_TESTO DELL'ESERCIZIO:_

Il Cosentino fatica a sostenersi su una zolla incrinata. Quella crepa sociale che l’attraversa per tutta la sua grandezza è sempre più ampia. Franano gli argini della qualità della vita con indici che allontanano questa terra dalla mappa del benessere che continua a riverberare esclusivamente a Nord di Eboli. Le statistiche più recenti definiscono confini più ampi per una spirale negativa che sta risucchiando le ultime speranze di ripresa in questo Sud del Sud dell’Italia, sempre più povero e disperato. Famiglie in difficoltà che aumentano e risorse che mancano secondo una tendenza inarrestabile che è diventata un sigillo d’identità per intere fasce sociali. Gli effetti della pandemia combinati con quelli ispirati dalle guerre hanno dilatato smagliature profonde in settori strategici come sanità, lavoro e scuola in mezzo a un contesto caratterizzato da grande incertezza. Lo rivela l’indagine di Italia Oggi, La Sapienza e Cattolica Assicurazioni, giunta alla ventiseiesima edizione. Uno studio che definisce un paese a due velocità. Il Settentrione (e parte del Centro) che mostra segnali di capacità di ripresa importanti e il Sud che soffre.

_ATTIVITÀ DA SVOLGERE:_
#1 Risponda alle seguenti domande sul testo relativo al Cosentino.
(a) Quale edizione ha raggiunto l'indagine citata?
(b) Quali settori strategici vengono indicati come colpiti?
(c) Da chi è stata realizzata l'indagine?
#2 Indichi se ciascuna affermazione concorda con il testo sul Cosentino, citando le parole del testo che lo stabiliscono.
(a) L'indagine è giunta alla ventesima edizione.
(b) Il Settentrione mostra segnali di ripresa.
(c) Le famiglie in difficoltà sono in diminuzione.
#3 Prosegua il testo sul Cosentino a partire dall'ultima frase riportata.

_ESTRATTO DEL DATASET:_
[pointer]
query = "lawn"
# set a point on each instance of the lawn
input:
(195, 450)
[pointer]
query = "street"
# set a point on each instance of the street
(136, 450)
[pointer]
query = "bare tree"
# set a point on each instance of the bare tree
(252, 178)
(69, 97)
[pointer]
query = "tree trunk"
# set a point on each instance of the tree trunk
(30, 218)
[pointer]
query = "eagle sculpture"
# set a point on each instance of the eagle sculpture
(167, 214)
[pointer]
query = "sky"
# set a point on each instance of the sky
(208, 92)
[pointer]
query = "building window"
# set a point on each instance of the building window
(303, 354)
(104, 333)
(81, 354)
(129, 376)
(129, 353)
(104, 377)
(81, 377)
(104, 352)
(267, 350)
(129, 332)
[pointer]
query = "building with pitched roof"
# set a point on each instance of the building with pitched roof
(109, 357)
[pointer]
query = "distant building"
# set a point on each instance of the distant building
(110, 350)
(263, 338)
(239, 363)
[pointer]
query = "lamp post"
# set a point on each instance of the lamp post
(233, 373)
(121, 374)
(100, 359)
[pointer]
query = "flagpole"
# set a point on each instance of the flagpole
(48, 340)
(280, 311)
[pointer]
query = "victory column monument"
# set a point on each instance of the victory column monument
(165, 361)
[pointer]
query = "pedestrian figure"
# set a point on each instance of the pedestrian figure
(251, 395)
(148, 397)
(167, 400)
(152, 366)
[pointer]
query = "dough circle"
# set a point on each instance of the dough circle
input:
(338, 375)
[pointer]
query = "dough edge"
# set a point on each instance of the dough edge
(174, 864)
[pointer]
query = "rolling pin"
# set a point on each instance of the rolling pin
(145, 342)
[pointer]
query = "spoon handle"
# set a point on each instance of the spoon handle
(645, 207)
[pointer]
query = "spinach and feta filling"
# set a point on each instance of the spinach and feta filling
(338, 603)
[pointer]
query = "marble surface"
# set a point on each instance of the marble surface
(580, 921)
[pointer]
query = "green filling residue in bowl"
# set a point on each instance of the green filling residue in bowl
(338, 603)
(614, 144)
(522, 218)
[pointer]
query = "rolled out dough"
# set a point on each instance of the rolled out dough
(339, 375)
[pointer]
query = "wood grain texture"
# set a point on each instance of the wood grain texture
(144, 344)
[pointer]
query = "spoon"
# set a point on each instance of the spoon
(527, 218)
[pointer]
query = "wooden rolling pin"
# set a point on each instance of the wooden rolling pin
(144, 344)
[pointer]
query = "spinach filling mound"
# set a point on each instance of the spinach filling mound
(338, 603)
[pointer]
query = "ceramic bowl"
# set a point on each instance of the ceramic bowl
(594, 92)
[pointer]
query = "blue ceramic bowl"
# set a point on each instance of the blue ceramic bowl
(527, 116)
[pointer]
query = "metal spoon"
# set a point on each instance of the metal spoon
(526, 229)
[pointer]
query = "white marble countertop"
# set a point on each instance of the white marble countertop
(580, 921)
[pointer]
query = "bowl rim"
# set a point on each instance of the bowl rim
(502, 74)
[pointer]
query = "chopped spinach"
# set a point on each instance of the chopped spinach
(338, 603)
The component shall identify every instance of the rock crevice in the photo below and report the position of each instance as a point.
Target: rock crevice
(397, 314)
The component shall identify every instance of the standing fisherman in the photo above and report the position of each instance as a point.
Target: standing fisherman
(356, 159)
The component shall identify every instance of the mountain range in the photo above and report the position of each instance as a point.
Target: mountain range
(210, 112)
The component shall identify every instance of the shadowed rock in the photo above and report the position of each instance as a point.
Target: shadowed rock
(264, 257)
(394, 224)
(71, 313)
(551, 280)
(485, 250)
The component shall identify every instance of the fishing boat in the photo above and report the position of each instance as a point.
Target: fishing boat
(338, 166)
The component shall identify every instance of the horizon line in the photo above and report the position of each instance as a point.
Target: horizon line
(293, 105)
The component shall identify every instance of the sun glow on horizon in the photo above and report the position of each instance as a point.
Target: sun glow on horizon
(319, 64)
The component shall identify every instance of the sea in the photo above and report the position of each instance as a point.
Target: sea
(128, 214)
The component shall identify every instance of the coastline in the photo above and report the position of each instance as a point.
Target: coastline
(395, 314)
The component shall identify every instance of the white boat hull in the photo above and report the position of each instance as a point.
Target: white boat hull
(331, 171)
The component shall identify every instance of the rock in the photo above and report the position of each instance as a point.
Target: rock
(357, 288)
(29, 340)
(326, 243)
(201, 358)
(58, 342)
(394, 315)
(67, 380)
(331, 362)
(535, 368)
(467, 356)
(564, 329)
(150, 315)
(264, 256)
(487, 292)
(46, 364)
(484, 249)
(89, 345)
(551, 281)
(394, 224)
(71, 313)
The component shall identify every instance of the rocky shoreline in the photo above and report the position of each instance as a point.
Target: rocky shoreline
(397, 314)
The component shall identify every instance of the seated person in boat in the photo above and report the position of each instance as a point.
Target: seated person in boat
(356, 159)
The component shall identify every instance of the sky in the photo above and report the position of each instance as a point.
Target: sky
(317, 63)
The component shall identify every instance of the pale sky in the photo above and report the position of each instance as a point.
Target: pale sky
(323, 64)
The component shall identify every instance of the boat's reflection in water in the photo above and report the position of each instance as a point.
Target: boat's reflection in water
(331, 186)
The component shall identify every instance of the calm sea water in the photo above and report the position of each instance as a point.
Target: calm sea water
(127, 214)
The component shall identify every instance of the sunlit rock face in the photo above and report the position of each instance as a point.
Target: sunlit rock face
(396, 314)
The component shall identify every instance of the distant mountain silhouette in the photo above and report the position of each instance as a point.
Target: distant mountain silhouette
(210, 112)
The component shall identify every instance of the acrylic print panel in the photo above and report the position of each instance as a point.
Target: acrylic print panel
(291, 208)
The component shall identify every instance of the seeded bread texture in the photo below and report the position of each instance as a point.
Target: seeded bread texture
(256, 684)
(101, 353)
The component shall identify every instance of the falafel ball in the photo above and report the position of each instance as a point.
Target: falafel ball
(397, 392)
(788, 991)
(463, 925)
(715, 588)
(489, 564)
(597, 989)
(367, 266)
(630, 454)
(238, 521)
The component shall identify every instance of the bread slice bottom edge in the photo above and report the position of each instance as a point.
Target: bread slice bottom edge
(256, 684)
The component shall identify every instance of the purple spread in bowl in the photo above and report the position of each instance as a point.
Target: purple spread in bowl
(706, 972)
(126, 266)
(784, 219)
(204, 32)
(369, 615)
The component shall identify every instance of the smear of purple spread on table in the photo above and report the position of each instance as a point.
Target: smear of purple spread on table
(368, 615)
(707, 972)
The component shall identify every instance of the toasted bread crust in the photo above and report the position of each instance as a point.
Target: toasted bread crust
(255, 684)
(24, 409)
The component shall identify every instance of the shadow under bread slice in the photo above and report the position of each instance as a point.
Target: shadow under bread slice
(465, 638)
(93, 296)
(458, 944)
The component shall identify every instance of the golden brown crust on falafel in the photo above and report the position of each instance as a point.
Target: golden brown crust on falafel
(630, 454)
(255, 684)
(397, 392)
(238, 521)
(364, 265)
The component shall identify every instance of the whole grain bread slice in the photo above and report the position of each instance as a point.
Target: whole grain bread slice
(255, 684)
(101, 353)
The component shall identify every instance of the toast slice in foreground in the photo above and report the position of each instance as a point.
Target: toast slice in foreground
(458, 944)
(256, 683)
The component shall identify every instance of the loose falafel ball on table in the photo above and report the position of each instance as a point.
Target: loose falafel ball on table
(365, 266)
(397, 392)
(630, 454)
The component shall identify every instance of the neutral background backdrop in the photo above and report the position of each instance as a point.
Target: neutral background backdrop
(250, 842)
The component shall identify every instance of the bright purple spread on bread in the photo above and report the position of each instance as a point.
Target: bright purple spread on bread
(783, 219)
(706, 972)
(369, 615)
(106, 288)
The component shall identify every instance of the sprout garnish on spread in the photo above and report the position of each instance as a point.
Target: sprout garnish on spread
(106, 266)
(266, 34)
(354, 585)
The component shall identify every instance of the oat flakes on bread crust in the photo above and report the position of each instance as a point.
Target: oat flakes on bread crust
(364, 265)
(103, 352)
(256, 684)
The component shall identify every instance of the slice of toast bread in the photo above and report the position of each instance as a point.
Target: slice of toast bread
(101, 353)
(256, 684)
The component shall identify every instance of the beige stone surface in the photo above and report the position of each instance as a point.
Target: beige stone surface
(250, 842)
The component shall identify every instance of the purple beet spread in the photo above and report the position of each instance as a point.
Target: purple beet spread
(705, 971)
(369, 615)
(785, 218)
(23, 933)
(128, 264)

_RISULTATI ATTESI:_
#1
(a) La ventiseiesima.
(b) Sanità, lavoro e scuola.
(c) Da Italia Oggi, La Sapienza e Cattolica Assicurazioni.

#2
(a) No: "giunta alla ventiseiesima edizione".
(b) Sì: "Il Settentrione (e parte del Centro) che mostra segnali di capacità di ripresa importanti".
(c) No: "Famiglie in difficoltà che aumentano".

#3
Un rapporto zeppo di appunti per il Parlamento ora che dovrà rimettere mano alla legge sull’Autonomia differenziata. Non si può abbandonare il Mezzogiorno al suo destino, perché qui la vita è sempre stata più difficile che altrove. Col passare del tempo, però, quello squarcio tra le due Italie continua a dilatarsi e il Sud scivola rapidamente precipitando verso il baratro. La questione meridionale gioca con la speranza di chi la vorrebbe derubricare a un capitolo di storia. E, invece, continua ad essere argomento d’attualità all’interno di un’Italia delle disparità e delle disuguaglianze. Differenze col resto del paese che hanno avuto come risultato la solitudine che spinge i più giovani a scappare lontano. La fuga dei ragazzi e la denatalità continuano a svuotare il Cosentino. Una crisi demografica ricorrente che si ritrova nel report di Italia Oggi, La Sapienza e Cattolica Assicurazioni che s’affida agli algoritmi per definire le misure dei nove indicatori principali che oltre alla popolazione valutano: affari e lavoro; ambiente; istruzione; reati e sicurezza; reddito e ricchezza; sicurezza sociale; salute; turismo e cultura. Nove dimensioni d’analisi utilizzate per fotografare la nazione.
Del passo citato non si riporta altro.